Object position labeling listing
--- start ---

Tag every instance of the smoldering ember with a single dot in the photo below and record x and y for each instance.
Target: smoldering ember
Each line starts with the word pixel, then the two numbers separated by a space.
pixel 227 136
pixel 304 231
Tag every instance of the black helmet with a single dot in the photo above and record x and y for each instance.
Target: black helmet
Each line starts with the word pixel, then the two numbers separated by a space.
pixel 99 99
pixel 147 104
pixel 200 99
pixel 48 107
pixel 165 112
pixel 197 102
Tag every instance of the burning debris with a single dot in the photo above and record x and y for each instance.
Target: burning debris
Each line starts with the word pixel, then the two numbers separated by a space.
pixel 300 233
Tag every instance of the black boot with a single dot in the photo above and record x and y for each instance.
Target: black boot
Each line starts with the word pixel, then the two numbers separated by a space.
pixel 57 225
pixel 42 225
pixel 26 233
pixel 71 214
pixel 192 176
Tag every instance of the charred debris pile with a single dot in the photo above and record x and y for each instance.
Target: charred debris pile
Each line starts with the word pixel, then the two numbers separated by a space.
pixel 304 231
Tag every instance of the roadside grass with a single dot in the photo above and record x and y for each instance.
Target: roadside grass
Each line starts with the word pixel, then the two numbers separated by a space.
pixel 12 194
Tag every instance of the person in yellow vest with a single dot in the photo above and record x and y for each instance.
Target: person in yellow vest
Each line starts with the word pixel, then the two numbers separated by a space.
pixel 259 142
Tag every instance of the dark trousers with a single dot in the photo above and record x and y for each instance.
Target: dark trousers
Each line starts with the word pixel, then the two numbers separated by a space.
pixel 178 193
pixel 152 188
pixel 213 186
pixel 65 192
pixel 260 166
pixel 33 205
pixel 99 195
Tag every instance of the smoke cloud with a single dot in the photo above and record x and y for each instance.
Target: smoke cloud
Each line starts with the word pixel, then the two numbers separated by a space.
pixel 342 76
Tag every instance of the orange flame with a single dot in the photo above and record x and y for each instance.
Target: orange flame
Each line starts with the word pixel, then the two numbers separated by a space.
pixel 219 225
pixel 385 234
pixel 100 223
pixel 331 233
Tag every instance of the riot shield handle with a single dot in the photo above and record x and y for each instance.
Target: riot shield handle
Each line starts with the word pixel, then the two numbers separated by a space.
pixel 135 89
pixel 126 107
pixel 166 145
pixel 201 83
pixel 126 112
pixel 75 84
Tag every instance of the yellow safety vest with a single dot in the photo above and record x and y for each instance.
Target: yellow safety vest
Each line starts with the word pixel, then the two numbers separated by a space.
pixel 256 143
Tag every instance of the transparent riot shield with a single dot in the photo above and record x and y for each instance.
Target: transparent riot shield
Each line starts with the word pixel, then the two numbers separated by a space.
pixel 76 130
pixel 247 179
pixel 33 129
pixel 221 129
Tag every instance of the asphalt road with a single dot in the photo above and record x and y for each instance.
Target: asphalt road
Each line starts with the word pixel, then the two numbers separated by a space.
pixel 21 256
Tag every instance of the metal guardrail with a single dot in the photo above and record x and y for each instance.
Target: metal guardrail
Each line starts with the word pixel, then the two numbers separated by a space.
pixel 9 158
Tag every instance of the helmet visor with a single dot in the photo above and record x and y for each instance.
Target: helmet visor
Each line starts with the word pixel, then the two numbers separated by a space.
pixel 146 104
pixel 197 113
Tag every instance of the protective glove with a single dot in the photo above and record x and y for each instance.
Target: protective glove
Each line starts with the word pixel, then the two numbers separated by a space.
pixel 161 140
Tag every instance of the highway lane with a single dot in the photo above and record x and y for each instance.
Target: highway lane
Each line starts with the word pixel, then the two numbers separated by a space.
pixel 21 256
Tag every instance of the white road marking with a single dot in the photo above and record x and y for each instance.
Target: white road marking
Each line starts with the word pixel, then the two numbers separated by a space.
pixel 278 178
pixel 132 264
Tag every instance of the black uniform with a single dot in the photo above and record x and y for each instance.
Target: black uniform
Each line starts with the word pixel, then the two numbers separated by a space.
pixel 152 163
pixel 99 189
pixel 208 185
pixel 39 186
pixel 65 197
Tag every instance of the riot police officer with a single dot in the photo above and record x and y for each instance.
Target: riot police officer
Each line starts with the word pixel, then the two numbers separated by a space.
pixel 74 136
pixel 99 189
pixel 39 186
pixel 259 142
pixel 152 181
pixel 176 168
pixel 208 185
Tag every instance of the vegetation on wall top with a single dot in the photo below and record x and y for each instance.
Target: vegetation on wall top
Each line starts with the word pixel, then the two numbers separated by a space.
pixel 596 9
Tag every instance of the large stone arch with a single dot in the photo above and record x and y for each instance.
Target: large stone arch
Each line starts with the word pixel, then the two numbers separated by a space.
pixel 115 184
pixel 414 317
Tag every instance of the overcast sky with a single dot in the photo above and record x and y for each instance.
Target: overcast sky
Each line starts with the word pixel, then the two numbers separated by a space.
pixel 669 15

--- end ---

Brief
Convert every line of the listing above into a Markdown table with the columns No. and Line. Number the rows in order and leave out any blank lines.

Correct answer
| No. | Line |
|---|---|
| 1 | Tag every instance of the smoldering ember with a single dot in the photo below and record x and y for each instance. |
| 2 | Target: smoldering ember |
| 3 | Each line starts with the word pixel, then the two numbers separated by a space. |
| 4 | pixel 227 136 |
| 5 | pixel 304 231 |
| 6 | Tag every instance of the black helmet with a single dot in the photo above and record x and y for each instance. |
| 7 | Target: black helmet |
| 8 | Each line starts with the word pixel, then the two numbers separated by a space. |
| 9 | pixel 99 99 |
| 10 | pixel 147 104 |
| 11 | pixel 200 99 |
| 12 | pixel 48 107 |
| 13 | pixel 165 112 |
| 14 | pixel 197 102 |
| 15 | Tag every instance of the burning debris with a single dot in the photo above and record x and y for each instance. |
| 16 | Target: burning debris |
| 17 | Each line starts with the word pixel, then the two numbers separated by a space. |
| 18 | pixel 300 233 |
| 19 | Tag every instance of the black boot with a single dot in the photo above and record x and y for each instance. |
| 20 | Target: black boot |
| 21 | Each line starts with the word pixel, then the two numbers separated by a space. |
| 22 | pixel 57 225 |
| 23 | pixel 42 225 |
| 24 | pixel 26 233 |
| 25 | pixel 71 214 |
| 26 | pixel 192 176 |
| 27 | Tag every instance of the charred debris pile with a single dot in the photo above and record x and y for each instance. |
| 28 | Target: charred debris pile |
| 29 | Each line starts with the word pixel, then the two numbers separated by a space. |
| 30 | pixel 304 231 |
| 31 | Tag every instance of the roadside grass with a single dot in the photo above and record x and y for each instance. |
| 32 | Target: roadside grass |
| 33 | Each line starts with the word pixel, then the two numbers separated by a space. |
| 34 | pixel 12 194 |
| 35 | Tag every instance of the person in yellow vest with a single dot in the photo above and record x and y for each instance. |
| 36 | Target: person in yellow vest |
| 37 | Each line starts with the word pixel, then the two numbers separated by a space. |
| 38 | pixel 259 142 |
| 39 | Tag every instance of the dark trousers with a single dot in the photo above and record x and y for each instance. |
| 40 | Target: dark trousers |
| 41 | Each line starts with the word pixel, then the two numbers separated by a space. |
| 42 | pixel 178 193 |
| 43 | pixel 152 188 |
| 44 | pixel 213 186 |
| 45 | pixel 65 192 |
| 46 | pixel 260 166 |
| 47 | pixel 33 205 |
| 48 | pixel 99 195 |
| 49 | Tag every instance of the smoke cloud with a single dot in the photo above and record x and y for each instance. |
| 50 | Target: smoke cloud |
| 51 | Each line starts with the word pixel, then the two numbers separated by a space. |
| 52 | pixel 342 76 |
| 53 | Tag every instance of the orange flame with a single dot in the photo above and record x and y for each instance. |
| 54 | Target: orange flame |
| 55 | Each line starts with the word pixel, then the two numbers separated by a space. |
| 56 | pixel 219 225 |
| 57 | pixel 385 234 |
| 58 | pixel 100 223 |
| 59 | pixel 331 233 |
| 60 | Tag every instance of the riot shield handle with a single dot in the photo above and record x and y for each instance. |
| 61 | Target: riot shield handle |
| 62 | Each line starts with the word pixel, then the two numbers separated by a space. |
| 63 | pixel 135 89 |
| 64 | pixel 126 107 |
| 65 | pixel 166 145 |
| 66 | pixel 201 83 |
| 67 | pixel 126 112 |
| 68 | pixel 75 84 |
| 69 | Tag every instance of the yellow safety vest with a single dot in the photo above and record x and y for each instance. |
| 70 | Target: yellow safety vest |
| 71 | Each line starts with the word pixel, then the two numbers separated by a space. |
| 72 | pixel 256 143 |
| 73 | Tag every instance of the transparent riot shield with a single dot in the photo above and record x and y for each instance. |
| 74 | Target: transparent riot shield |
| 75 | Each line starts with the word pixel, then the two numbers separated by a space. |
| 76 | pixel 76 130 |
| 77 | pixel 247 179 |
| 78 | pixel 33 129 |
| 79 | pixel 221 129 |
| 80 | Tag every instance of the asphalt road with a single dot in the photo above and record x and y for each instance. |
| 81 | Target: asphalt road |
| 82 | Each line starts with the word pixel, then the two numbers separated by a space. |
| 83 | pixel 21 256 |
| 84 | Tag every instance of the metal guardrail with a single dot in the photo above and record x and y for each instance. |
| 85 | Target: metal guardrail |
| 86 | Each line starts with the word pixel, then the two numbers separated by a space. |
| 87 | pixel 9 158 |
| 88 | Tag every instance of the helmet visor with a single dot in the photo above and record x and y for each instance. |
| 89 | Target: helmet visor |
| 90 | Each line starts with the word pixel, then the two numbers separated by a space. |
| 91 | pixel 146 104 |
| 92 | pixel 197 113 |
| 93 | Tag every instance of the protective glove with a single dot in the photo above and record x and y for each instance. |
| 94 | Target: protective glove |
| 95 | Each line starts with the word pixel, then the two numbers separated by a space. |
| 96 | pixel 161 140 |
| 97 | Tag every instance of the highway lane with a single dot in the photo above and record x and y for each instance. |
| 98 | Target: highway lane |
| 99 | Each line starts with the word pixel, then the two numbers separated by a space. |
| 100 | pixel 21 256 |
| 101 | Tag every instance of the white road marking with a single dot in the photo above and record x and y for each instance. |
| 102 | Target: white road marking |
| 103 | Each line starts with the word pixel, then the two numbers separated by a space. |
| 104 | pixel 278 178 |
| 105 | pixel 132 264 |
| 106 | Tag every instance of the black uniform with a single dot in the photo above and record x and y for each instance. |
| 107 | Target: black uniform |
| 108 | Each line starts with the word pixel, then the two numbers separated by a space. |
| 109 | pixel 152 163 |
| 110 | pixel 99 189 |
| 111 | pixel 208 185 |
| 112 | pixel 39 186 |
| 113 | pixel 65 197 |
| 114 | Tag every instance of the riot police officer with a single dot in the photo above and record x and y for each instance. |
| 115 | Target: riot police officer |
| 116 | Each line starts with the word pixel, then the two numbers separated by a space. |
| 117 | pixel 74 136 |
| 118 | pixel 99 189 |
| 119 | pixel 39 186 |
| 120 | pixel 259 142 |
| 121 | pixel 152 181 |
| 122 | pixel 176 168 |
| 123 | pixel 208 185 |
| 124 | Tag every instance of the vegetation on wall top with a single dot in the photo below and record x and y for each instance. |
| 125 | Target: vegetation on wall top |
| 126 | Each line starts with the word pixel, then the two numbers separated by a space. |
| 127 | pixel 596 9 |
| 128 | Tag every instance of the large stone arch with a single dot in the photo above and record x and y for each instance. |
| 129 | Target: large stone arch |
| 130 | Each line starts with the word pixel, then the two numbers separated by a space. |
| 131 | pixel 115 184 |
| 132 | pixel 414 317 |
| 133 | Tag every instance of the overcast sky with a single dot in the photo above and record x and y for each instance. |
| 134 | Target: overcast sky |
| 135 | Each line starts with the word pixel, then the two numbers separated by a space. |
| 136 | pixel 669 15 |